Dataset records

##########

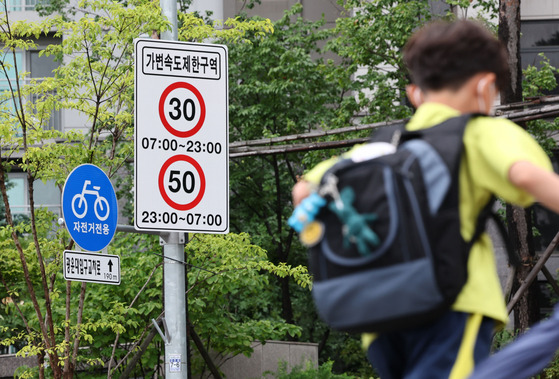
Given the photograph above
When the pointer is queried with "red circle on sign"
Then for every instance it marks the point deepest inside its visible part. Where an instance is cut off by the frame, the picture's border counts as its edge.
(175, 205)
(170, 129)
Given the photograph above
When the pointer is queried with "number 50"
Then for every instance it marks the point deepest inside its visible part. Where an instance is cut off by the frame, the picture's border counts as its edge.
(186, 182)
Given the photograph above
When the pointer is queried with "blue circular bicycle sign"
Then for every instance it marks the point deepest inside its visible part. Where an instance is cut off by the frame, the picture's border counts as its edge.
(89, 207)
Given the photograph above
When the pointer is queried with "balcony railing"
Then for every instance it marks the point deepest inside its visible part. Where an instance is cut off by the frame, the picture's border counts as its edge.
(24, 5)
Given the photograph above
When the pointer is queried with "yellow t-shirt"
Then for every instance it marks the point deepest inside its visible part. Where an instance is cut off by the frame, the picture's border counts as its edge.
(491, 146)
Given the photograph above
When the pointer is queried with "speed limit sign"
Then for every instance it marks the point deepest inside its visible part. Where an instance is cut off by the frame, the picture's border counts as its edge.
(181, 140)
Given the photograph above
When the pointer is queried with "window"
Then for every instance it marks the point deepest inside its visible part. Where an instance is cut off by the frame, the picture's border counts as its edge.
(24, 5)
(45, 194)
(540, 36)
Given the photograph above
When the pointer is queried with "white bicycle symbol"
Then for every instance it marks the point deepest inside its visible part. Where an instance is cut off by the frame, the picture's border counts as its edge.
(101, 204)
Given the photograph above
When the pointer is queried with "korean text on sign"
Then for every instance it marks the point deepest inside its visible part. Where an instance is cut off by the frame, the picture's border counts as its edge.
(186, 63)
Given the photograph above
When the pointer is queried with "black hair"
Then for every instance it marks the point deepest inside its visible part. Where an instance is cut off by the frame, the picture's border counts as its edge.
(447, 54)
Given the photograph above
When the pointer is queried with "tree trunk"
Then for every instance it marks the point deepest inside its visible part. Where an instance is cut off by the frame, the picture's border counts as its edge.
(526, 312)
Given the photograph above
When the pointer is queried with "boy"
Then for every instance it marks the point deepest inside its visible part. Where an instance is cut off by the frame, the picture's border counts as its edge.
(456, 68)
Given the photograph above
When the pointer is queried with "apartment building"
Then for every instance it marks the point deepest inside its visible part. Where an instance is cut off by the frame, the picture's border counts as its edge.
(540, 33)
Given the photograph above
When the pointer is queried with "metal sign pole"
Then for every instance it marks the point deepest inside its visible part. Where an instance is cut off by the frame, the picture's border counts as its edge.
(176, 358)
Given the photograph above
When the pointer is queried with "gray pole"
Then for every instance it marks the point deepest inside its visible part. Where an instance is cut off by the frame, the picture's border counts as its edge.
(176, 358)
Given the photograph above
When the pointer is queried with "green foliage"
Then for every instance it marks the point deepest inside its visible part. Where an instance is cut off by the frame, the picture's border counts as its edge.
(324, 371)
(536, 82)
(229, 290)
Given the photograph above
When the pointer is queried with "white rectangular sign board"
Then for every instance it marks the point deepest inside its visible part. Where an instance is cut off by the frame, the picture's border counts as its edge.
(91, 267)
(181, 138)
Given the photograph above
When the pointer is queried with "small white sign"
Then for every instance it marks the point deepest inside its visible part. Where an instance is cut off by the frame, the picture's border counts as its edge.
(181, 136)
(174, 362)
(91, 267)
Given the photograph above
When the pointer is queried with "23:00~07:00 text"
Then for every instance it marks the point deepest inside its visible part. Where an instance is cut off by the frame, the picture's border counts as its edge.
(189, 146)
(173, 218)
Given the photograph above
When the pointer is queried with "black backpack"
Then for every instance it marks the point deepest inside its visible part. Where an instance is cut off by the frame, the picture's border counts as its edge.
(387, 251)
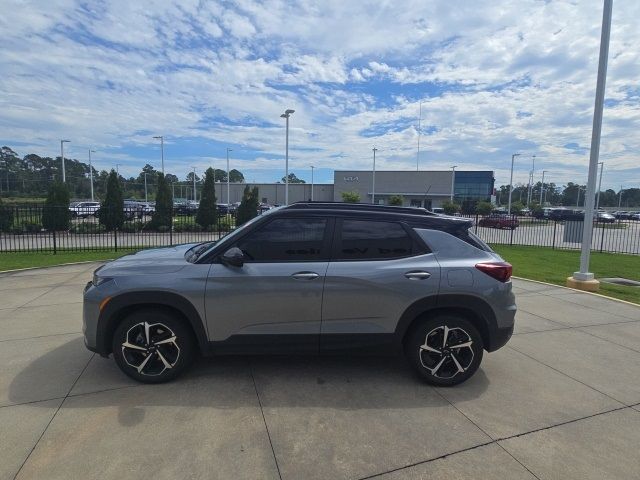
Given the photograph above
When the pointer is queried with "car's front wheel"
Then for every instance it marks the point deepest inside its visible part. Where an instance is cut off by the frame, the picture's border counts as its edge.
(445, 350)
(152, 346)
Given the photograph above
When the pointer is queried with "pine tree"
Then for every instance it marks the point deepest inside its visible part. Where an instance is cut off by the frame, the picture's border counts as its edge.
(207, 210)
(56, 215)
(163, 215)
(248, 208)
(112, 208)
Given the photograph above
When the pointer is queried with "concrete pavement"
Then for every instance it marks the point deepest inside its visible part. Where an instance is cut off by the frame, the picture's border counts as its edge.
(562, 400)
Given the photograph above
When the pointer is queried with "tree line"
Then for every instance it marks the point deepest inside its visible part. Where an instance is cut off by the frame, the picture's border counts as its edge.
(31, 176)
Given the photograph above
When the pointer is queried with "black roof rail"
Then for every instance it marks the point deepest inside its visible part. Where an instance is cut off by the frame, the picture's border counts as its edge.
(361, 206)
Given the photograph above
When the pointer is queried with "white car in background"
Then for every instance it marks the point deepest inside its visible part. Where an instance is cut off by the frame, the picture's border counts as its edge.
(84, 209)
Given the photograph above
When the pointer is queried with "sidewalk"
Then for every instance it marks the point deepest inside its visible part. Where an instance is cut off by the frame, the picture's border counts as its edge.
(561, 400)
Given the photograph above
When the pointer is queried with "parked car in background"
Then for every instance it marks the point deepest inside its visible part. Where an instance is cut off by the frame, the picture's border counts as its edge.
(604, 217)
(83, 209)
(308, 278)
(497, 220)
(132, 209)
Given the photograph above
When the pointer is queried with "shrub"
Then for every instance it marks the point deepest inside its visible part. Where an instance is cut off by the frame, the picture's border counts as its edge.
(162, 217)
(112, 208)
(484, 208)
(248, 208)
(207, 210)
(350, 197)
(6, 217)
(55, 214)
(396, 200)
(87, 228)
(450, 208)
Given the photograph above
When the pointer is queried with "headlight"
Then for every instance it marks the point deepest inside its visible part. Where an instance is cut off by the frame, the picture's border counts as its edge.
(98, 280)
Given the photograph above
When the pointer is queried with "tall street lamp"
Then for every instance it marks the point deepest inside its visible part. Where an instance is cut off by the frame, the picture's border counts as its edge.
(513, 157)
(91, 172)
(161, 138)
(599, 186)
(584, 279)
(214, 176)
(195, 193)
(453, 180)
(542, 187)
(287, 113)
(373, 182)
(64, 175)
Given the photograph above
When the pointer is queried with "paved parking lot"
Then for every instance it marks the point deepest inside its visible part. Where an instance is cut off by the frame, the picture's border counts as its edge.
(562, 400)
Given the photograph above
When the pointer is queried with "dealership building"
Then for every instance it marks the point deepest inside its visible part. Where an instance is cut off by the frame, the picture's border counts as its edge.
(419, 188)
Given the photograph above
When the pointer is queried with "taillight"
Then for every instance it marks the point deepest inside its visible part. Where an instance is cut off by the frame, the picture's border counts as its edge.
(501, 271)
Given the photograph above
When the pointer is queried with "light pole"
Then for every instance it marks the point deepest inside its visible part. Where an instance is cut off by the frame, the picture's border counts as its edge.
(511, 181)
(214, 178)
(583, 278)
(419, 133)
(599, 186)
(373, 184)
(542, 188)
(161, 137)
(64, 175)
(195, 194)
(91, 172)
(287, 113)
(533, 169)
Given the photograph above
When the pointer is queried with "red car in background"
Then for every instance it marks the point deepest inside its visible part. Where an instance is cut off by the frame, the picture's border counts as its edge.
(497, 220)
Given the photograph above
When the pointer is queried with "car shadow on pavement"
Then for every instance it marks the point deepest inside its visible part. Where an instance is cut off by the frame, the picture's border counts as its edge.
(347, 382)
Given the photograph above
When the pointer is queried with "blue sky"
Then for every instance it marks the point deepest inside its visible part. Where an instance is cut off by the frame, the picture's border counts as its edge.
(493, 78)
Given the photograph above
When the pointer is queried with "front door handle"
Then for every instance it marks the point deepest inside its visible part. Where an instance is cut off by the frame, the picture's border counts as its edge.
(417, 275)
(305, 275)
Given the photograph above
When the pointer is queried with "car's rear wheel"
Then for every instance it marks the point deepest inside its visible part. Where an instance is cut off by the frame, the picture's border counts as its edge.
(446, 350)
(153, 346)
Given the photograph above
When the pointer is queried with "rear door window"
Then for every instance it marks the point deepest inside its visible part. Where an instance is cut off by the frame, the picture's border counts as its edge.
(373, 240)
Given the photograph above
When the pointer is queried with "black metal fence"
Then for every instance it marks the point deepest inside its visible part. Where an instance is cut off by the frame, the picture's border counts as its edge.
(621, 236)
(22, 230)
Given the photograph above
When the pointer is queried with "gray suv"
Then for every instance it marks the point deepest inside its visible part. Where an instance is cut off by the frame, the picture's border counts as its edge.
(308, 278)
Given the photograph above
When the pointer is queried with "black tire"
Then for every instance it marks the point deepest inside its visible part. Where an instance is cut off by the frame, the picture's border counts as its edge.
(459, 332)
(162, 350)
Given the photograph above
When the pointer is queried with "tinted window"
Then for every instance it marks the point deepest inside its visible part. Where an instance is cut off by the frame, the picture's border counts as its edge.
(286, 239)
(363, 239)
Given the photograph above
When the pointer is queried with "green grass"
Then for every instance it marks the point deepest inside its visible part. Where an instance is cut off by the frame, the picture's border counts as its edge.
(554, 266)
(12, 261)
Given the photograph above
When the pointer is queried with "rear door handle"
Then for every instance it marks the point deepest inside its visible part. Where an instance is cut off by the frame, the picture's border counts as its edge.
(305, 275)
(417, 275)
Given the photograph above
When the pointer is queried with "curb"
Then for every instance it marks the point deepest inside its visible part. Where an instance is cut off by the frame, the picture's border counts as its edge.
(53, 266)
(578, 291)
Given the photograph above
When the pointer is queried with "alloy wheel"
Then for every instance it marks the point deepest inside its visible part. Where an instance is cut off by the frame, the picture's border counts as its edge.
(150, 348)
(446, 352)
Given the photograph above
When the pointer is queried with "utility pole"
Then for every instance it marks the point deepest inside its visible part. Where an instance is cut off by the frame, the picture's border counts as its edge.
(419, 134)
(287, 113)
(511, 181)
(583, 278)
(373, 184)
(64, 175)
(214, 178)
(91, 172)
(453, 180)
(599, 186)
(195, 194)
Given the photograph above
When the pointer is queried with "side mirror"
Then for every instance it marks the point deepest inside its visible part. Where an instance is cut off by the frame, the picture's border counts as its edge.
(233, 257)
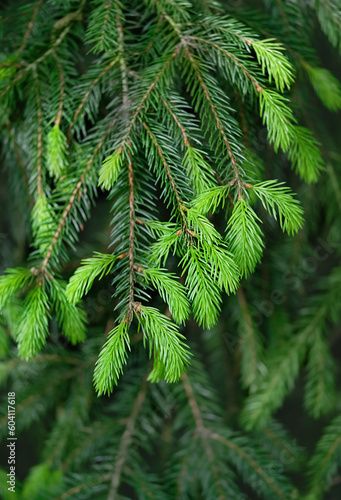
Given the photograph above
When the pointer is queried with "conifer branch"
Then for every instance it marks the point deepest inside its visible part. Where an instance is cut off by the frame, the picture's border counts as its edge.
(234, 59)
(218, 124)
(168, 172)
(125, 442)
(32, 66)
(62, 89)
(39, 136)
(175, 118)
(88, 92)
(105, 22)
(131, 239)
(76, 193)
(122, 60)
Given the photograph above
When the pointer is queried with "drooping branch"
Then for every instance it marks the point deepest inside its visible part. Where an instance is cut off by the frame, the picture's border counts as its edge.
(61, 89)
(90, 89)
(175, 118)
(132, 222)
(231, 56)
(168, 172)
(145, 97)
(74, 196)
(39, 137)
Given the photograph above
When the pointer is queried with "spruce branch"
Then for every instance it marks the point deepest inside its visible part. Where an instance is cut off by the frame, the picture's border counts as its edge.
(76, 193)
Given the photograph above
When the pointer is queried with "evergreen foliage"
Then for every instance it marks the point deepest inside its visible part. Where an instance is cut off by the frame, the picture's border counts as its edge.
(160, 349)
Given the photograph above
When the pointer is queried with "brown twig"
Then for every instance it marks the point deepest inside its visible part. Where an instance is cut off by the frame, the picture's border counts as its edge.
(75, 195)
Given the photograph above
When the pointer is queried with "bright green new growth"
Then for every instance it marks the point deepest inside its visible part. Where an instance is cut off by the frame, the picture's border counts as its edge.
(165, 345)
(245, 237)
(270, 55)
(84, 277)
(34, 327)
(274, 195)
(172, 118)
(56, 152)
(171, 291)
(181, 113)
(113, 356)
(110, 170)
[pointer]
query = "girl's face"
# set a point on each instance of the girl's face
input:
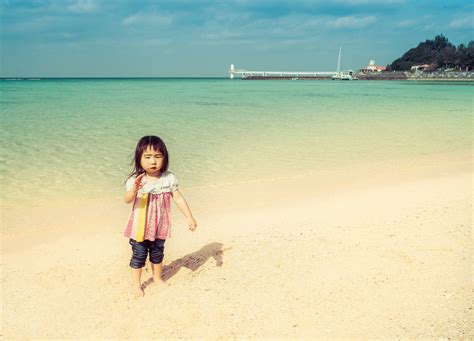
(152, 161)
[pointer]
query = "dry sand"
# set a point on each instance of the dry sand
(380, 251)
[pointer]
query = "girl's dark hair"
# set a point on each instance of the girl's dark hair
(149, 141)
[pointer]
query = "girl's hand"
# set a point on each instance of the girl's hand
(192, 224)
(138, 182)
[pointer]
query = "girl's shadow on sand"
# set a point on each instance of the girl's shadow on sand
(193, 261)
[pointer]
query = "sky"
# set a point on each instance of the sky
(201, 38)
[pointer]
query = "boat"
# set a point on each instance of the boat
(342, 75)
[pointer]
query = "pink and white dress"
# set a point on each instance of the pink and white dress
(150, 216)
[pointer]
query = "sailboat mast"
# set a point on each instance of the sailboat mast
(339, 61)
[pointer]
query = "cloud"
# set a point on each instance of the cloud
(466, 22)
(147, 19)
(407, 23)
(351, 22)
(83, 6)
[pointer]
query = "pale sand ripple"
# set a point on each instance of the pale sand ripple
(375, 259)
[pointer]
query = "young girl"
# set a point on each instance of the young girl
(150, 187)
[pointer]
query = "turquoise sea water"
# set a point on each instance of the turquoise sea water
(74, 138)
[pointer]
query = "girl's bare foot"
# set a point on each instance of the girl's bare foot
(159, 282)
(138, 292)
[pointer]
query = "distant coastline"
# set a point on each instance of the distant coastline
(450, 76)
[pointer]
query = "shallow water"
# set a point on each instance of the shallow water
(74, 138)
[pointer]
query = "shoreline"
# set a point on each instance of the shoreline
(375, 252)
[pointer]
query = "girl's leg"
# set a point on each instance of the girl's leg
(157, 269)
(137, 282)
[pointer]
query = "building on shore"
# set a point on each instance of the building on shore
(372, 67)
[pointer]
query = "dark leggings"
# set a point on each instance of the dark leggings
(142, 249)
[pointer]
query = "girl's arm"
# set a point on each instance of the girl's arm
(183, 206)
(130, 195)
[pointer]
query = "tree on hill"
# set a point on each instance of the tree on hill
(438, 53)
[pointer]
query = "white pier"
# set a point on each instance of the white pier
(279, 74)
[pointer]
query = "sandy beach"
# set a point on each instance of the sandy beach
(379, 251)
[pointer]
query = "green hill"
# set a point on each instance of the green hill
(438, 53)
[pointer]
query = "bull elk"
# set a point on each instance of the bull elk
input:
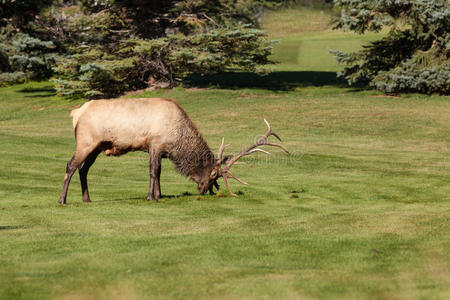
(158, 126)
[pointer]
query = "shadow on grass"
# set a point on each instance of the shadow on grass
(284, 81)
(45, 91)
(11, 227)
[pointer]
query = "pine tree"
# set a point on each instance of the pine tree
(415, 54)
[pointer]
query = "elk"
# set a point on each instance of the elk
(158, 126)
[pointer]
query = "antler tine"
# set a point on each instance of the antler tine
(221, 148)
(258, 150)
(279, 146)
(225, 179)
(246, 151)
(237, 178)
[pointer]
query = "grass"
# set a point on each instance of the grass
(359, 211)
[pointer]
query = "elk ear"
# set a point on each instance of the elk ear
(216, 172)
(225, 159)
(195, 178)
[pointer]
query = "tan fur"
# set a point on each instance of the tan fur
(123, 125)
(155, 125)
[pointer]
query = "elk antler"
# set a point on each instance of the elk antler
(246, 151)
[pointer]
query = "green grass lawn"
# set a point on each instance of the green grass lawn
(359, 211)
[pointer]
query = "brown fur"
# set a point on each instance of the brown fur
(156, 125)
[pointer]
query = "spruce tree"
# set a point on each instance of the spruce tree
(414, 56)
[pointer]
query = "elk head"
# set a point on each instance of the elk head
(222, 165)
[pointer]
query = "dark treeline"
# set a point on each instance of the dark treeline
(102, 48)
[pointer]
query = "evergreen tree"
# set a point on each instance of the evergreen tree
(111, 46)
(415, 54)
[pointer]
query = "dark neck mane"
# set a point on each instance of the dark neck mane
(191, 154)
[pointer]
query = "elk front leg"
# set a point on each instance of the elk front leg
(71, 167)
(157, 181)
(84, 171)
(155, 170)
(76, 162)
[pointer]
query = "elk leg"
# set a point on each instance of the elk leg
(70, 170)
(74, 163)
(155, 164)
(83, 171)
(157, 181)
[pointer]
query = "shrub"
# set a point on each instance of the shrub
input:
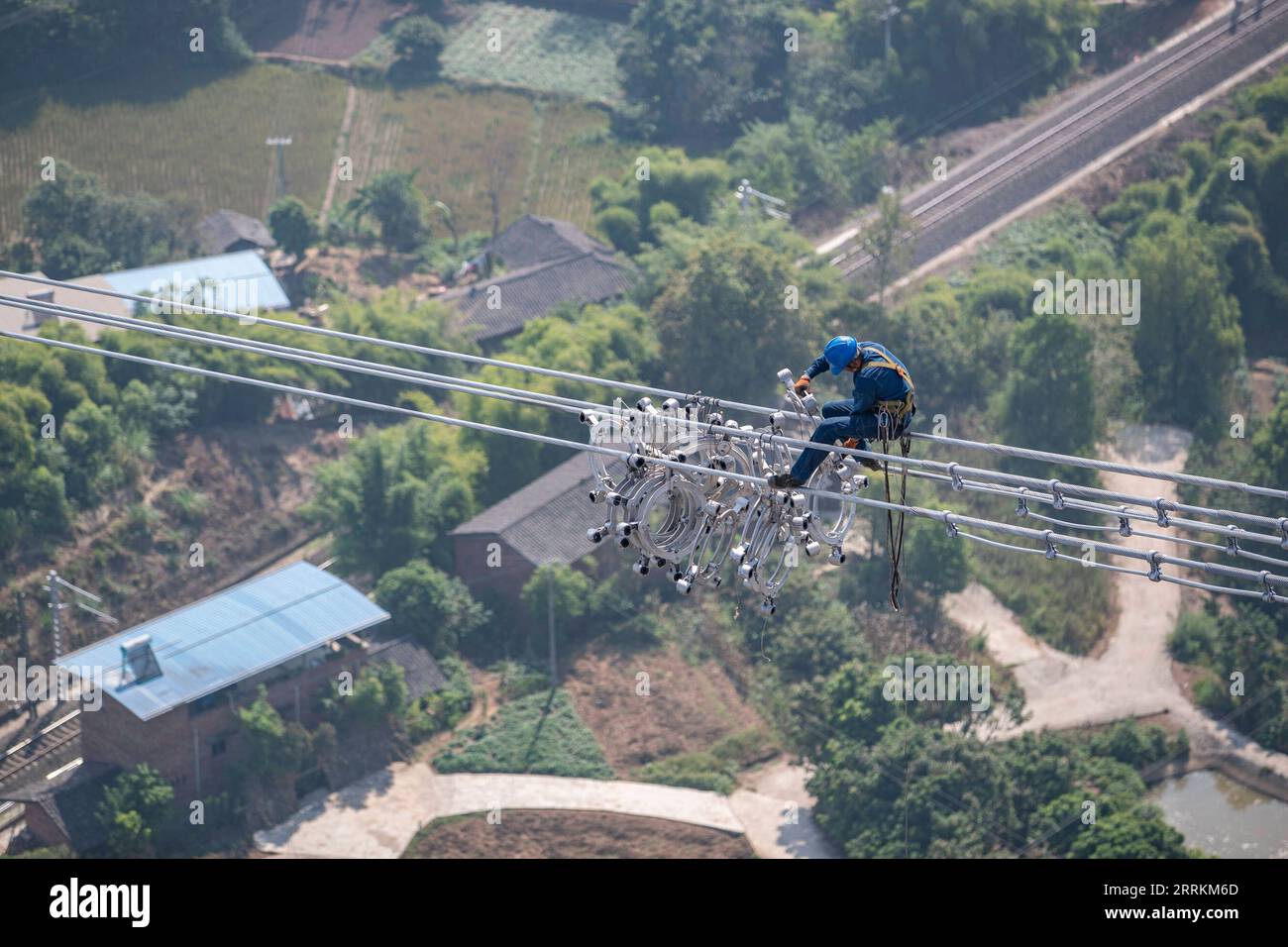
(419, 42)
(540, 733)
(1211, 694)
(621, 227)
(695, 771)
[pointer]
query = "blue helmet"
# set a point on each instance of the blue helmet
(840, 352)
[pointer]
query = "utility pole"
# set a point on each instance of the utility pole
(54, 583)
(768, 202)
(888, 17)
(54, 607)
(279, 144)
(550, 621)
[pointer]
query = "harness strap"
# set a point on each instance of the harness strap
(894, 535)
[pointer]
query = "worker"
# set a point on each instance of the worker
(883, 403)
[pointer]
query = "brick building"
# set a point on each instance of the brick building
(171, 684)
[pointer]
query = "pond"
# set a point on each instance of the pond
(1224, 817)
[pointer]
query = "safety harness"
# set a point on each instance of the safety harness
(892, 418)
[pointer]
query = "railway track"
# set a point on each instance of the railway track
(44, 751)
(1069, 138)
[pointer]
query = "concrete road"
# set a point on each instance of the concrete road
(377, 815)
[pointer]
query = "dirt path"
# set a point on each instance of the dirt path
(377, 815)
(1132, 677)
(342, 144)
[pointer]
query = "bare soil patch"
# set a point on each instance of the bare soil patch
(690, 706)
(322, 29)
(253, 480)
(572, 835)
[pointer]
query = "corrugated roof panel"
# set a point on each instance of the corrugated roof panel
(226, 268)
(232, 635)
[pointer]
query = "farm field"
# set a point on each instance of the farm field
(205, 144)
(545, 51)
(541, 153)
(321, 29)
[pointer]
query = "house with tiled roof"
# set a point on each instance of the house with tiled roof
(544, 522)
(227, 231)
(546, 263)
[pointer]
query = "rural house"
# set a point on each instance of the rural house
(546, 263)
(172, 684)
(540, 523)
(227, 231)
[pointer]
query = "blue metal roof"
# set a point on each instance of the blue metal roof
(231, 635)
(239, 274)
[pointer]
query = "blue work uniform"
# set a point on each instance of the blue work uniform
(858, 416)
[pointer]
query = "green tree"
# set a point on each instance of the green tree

##########

If a line in the records above contains "black", copy that line.

When the pointer is queried with "black hair"
When the pointer is queried with "black backpack"
When the pointer is queried with "black roof rail"
When the pointer is queried with "black metal fence"
When the pointer is queried with "black tire"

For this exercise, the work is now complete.